-- BEGIN --

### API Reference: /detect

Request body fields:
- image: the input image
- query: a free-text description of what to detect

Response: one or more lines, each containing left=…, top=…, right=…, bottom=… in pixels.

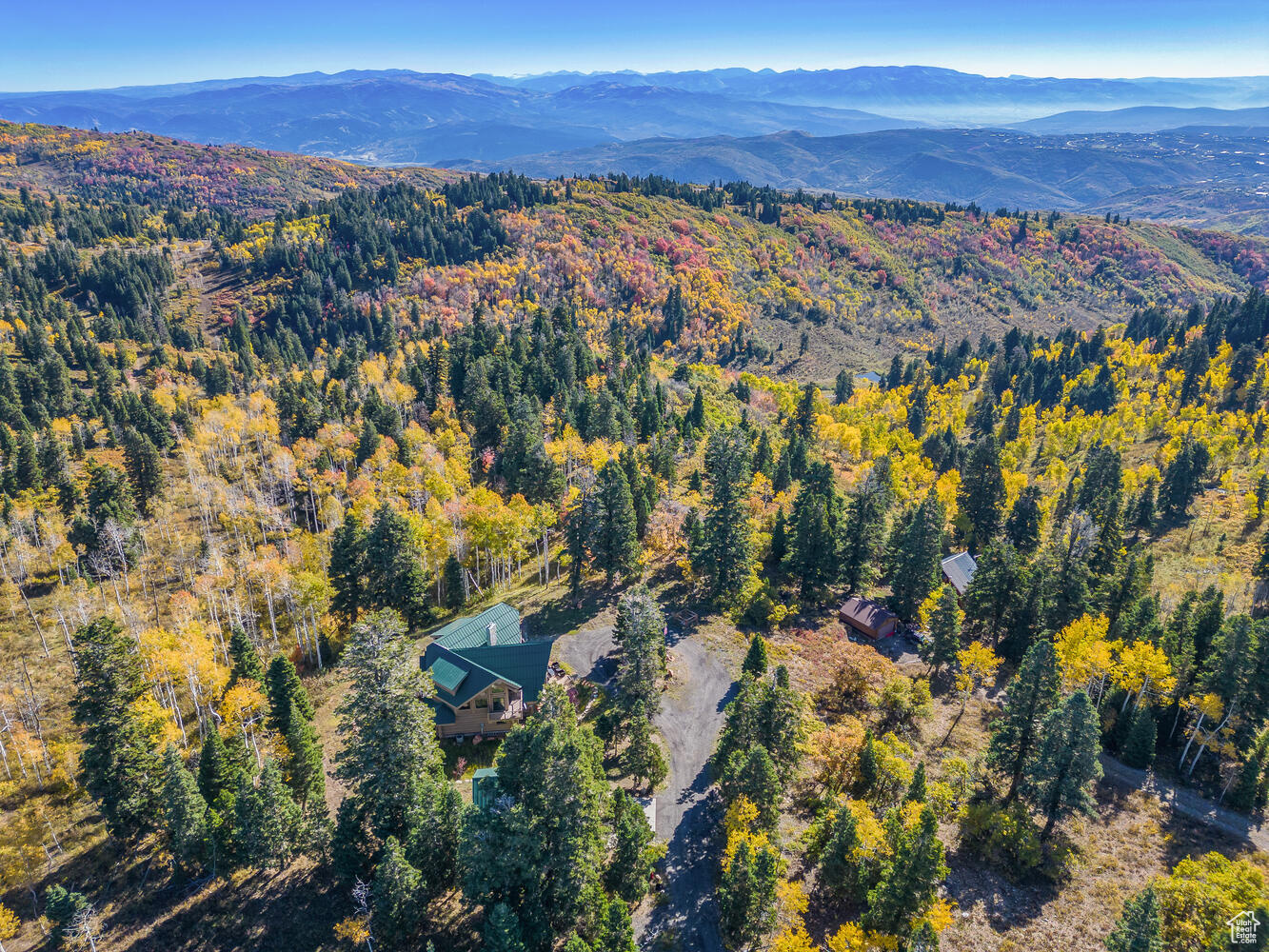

-- END --

* WHAT TO DO
Reproduce the data above word for word, and omit the pictures from your answer.

* WRITTEN RESPONSE
### API Reference: /detect

Request body fields:
- image: the input image
- query: a free-text description of what to detect

Response: one or more lines, each containing left=…, top=…, right=…, bottom=… in pixels.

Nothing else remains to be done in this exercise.